— Aim of the exercise —
Every line below that holds the string "shirt" should be copied out.

====== Records for the exercise ======

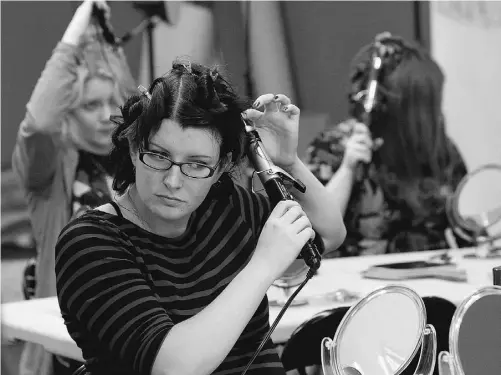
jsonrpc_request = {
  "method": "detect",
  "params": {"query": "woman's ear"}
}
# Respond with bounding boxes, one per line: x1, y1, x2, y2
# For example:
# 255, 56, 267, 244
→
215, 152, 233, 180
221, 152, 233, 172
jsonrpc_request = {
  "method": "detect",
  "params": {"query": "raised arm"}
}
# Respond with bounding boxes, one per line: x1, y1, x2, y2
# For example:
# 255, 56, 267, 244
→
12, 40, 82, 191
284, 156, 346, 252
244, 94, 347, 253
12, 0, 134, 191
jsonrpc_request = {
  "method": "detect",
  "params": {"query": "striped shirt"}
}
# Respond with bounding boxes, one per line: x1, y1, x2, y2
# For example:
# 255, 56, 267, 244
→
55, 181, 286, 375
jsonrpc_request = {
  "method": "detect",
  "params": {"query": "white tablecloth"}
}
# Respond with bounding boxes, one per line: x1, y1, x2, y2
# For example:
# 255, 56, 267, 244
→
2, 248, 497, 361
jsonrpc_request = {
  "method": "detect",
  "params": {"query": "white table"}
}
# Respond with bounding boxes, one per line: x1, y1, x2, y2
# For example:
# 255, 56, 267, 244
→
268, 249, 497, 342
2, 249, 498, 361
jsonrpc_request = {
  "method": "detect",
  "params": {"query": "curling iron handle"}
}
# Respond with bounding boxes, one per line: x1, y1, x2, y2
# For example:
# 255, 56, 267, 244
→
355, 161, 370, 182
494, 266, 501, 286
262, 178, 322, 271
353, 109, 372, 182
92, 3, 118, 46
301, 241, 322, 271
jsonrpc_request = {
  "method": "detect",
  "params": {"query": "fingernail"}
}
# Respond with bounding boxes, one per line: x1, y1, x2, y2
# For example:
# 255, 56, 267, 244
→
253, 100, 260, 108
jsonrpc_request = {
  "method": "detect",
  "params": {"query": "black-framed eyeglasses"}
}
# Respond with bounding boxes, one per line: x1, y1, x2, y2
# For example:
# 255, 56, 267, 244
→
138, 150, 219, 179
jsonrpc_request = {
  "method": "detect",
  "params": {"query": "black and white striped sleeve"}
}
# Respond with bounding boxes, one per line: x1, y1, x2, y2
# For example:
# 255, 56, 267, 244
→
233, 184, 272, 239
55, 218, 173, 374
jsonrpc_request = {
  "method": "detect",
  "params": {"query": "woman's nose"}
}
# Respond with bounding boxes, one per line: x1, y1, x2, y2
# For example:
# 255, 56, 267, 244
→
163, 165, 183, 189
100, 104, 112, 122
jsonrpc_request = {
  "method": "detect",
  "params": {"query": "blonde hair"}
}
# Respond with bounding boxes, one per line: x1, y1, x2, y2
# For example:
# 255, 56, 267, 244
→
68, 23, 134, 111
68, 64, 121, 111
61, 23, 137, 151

======
====== Records for the exercise ======

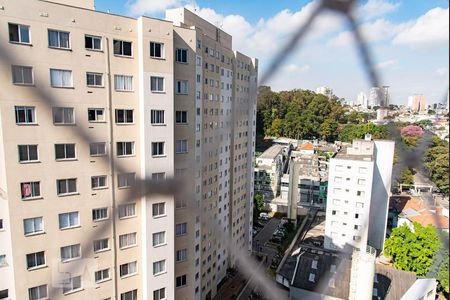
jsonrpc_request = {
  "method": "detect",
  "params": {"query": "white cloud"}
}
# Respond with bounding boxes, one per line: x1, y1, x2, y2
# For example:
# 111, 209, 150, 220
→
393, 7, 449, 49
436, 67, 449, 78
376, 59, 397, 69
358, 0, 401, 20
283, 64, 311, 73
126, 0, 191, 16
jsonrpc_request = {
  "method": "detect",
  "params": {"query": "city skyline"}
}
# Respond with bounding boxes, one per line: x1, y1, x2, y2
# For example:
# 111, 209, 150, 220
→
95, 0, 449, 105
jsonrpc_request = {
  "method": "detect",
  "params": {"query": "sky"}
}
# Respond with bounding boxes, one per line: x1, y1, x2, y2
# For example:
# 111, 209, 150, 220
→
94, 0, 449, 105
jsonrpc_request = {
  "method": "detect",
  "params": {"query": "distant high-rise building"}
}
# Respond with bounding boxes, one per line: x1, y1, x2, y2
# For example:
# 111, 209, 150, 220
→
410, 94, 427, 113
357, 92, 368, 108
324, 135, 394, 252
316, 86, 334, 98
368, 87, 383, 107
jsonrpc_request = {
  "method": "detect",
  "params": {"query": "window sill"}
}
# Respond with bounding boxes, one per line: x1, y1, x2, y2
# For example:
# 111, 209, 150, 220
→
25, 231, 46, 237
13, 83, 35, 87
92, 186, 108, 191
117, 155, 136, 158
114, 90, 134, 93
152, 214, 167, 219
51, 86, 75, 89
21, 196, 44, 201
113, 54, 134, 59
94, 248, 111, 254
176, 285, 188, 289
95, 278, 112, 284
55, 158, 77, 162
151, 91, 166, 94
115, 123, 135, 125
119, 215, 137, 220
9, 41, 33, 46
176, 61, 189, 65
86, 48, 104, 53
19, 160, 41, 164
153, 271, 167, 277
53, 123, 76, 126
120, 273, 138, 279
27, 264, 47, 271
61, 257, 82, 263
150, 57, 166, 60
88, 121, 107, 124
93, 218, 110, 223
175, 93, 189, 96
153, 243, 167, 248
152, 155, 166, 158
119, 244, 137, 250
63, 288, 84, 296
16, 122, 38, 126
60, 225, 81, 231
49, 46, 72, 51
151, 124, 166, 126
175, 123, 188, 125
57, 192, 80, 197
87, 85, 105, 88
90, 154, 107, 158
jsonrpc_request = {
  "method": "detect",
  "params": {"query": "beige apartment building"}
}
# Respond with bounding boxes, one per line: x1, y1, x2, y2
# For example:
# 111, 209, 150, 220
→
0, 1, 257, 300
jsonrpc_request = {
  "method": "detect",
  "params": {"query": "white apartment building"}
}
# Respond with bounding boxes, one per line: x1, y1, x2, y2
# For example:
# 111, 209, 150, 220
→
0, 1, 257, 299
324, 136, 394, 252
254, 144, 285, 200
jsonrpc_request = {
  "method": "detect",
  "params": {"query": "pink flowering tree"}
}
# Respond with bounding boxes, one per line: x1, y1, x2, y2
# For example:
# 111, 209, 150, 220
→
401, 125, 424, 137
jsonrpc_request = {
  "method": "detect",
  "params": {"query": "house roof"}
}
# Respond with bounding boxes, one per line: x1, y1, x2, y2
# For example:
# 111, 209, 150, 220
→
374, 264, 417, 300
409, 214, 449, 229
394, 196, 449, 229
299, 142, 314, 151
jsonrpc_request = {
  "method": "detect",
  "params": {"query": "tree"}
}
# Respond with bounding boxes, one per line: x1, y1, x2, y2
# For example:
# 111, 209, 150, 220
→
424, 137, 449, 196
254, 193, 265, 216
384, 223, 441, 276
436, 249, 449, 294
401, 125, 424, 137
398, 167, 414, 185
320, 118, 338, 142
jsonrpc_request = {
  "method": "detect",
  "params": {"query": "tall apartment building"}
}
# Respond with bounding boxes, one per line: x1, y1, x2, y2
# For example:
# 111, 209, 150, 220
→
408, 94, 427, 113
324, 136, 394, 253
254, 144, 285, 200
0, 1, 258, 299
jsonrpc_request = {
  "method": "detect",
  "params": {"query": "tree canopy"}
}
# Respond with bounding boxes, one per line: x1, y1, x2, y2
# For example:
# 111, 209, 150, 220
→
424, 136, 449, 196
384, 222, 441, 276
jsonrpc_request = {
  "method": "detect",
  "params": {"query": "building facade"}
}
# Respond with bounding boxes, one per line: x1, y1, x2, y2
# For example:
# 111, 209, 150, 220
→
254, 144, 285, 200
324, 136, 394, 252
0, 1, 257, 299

======
====== Records for the exercise ======

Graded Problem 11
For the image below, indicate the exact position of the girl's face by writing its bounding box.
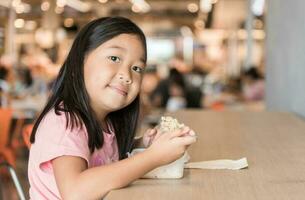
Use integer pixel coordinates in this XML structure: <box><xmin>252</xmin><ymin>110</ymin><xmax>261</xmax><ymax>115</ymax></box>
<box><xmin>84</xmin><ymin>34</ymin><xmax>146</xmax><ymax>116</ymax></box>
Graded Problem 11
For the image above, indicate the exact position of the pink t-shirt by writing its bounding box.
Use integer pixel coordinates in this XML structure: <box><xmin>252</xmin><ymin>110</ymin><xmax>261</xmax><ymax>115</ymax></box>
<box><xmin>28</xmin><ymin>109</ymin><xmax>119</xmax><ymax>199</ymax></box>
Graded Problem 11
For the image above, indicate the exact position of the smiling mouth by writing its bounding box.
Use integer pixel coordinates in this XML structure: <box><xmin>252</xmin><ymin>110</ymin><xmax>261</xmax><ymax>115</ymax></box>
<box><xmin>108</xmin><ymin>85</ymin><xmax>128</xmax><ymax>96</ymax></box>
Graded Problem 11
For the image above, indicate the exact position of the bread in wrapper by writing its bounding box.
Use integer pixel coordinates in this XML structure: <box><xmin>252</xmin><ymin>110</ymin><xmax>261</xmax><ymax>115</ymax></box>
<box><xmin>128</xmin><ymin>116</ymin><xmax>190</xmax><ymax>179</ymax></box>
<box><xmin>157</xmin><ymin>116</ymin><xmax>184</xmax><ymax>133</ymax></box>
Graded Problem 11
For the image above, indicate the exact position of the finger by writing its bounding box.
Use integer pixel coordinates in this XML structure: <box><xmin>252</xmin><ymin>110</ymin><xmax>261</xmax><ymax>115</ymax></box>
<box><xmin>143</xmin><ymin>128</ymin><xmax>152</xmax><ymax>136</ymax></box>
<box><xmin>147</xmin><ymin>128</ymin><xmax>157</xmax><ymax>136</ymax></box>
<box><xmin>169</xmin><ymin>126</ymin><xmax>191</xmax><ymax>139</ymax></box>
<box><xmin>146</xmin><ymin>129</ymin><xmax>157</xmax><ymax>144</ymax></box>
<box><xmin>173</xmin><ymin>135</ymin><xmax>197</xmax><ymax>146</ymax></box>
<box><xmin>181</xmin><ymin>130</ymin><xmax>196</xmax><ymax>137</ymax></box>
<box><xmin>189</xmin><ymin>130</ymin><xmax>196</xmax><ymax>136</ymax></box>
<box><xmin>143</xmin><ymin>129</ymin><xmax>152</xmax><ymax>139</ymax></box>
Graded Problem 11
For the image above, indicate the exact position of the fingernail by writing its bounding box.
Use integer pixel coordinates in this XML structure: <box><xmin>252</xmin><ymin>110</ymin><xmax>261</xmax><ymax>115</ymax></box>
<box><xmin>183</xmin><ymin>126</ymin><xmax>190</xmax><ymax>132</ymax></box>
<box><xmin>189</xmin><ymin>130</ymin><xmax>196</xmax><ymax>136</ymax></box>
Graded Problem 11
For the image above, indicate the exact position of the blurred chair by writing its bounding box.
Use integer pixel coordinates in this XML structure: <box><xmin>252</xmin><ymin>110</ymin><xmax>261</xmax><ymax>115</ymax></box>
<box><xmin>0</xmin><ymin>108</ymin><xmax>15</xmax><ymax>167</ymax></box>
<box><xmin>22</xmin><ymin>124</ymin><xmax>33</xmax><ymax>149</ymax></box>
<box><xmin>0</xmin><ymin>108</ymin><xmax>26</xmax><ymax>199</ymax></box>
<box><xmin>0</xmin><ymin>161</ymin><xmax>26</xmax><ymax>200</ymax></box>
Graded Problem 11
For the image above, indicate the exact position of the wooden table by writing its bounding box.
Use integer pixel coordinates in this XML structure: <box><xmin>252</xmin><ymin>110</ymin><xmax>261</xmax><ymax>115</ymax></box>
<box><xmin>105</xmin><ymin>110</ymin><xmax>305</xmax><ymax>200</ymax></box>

======

— Exercise output —
  "params": {"query": "striped shirt"}
For the image above, indicate the exact position of the pink t-shirt by writing its bounding box.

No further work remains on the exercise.